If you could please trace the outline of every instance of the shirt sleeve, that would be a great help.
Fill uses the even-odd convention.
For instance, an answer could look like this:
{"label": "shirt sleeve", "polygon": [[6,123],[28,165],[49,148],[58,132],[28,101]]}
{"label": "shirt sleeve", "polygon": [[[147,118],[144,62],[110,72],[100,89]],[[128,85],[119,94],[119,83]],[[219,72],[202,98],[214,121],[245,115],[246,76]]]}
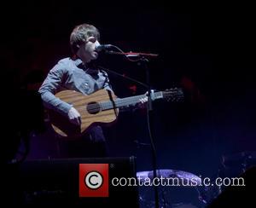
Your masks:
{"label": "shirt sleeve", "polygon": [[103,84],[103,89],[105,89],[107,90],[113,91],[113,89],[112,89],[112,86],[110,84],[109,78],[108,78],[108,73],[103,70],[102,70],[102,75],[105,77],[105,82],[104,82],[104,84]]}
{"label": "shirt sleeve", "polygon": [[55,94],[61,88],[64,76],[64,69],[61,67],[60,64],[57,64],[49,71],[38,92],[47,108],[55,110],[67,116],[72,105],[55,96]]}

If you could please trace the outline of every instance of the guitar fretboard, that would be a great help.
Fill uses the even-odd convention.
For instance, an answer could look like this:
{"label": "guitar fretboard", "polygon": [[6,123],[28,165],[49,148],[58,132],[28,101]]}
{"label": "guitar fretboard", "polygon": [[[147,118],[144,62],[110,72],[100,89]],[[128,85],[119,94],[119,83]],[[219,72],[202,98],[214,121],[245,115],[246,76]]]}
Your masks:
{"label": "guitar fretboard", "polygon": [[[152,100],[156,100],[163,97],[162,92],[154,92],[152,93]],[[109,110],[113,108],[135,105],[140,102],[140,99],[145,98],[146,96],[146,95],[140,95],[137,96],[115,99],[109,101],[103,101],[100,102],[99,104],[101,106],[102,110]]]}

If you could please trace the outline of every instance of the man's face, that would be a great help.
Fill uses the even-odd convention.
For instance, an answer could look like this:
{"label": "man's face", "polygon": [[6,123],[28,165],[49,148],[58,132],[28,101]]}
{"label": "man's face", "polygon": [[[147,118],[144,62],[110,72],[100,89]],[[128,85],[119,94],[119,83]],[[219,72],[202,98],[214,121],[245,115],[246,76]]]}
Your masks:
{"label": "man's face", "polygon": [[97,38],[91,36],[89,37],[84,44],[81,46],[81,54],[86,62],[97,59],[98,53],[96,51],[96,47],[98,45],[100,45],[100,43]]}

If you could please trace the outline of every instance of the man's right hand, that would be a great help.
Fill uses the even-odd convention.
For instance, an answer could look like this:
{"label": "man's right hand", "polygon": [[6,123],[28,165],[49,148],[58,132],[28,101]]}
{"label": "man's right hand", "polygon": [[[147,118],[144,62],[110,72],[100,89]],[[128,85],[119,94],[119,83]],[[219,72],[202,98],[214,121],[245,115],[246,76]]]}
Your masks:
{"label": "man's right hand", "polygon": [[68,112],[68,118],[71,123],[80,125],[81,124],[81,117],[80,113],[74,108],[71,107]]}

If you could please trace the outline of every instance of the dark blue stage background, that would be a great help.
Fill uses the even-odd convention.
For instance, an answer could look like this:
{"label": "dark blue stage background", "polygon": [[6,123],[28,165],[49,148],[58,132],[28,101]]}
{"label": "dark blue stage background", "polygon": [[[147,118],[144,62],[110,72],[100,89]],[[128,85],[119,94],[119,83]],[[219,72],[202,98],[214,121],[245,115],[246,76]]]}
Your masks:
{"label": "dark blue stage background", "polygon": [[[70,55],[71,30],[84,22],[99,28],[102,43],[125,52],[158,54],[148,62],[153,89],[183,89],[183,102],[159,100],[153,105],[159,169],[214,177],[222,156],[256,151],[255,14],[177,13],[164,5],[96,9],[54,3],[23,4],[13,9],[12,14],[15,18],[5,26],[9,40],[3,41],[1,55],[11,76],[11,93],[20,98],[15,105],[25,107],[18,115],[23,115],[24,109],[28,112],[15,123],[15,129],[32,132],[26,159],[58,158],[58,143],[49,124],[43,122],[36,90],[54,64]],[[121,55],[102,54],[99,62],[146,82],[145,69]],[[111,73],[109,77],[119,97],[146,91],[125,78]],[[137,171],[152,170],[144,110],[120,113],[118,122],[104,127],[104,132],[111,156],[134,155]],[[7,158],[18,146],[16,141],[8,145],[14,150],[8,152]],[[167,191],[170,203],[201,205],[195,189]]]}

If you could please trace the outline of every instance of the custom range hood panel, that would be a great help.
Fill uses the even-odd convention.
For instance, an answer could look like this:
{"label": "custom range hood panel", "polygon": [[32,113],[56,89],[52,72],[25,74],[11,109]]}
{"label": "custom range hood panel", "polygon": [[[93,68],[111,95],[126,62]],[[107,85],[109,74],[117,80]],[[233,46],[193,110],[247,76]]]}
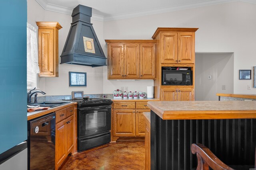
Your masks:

———

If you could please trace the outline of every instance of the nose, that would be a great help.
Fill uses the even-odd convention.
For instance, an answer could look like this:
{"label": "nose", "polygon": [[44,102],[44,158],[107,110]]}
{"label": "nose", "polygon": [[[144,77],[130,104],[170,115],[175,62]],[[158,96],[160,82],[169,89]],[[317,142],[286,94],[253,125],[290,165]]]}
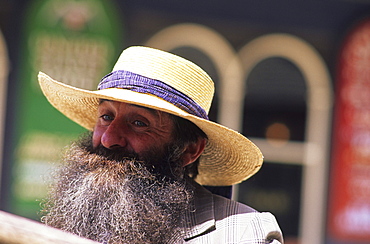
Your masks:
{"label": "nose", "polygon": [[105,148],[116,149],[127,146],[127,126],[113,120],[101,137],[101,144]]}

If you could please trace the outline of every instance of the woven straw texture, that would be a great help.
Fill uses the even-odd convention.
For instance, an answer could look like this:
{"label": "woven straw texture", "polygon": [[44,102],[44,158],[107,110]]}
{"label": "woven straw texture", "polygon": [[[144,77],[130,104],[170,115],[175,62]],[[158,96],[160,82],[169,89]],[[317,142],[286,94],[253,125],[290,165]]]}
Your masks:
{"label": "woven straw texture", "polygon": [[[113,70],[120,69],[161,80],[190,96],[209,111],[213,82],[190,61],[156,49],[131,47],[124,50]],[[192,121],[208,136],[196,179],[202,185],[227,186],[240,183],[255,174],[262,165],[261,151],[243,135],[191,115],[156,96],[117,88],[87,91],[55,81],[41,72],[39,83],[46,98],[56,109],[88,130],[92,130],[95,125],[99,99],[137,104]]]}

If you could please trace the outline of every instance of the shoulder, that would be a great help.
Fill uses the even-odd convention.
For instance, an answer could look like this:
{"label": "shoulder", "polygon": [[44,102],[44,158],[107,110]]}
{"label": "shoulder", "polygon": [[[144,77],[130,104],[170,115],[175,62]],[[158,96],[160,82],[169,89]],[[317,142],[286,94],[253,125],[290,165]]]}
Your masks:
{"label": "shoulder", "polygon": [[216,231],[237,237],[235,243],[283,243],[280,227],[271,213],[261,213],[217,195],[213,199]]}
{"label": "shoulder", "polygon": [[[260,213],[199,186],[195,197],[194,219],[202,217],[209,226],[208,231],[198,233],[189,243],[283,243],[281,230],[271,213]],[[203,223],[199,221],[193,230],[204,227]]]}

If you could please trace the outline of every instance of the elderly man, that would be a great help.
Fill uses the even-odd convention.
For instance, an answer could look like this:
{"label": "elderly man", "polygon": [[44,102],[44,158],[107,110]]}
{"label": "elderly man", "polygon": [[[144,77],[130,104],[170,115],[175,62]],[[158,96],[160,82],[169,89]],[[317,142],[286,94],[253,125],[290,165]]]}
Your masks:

———

PROBLEM STATEMENT: Can you gather every line of the data above that contains the word "custom"? Case counts, so match capitalization precisely.

WRITTEN ANSWER:
If you could please trace the outline of every instance of the custom range hood panel, that would be a great help.
{"label": "custom range hood panel", "polygon": [[32,113],[56,89],[52,72],[25,74],[11,109]]}
{"label": "custom range hood panel", "polygon": [[[93,68],[111,95],[126,62]],[[107,85],[109,74],[117,80]],[[233,46],[193,110],[247,76]]]}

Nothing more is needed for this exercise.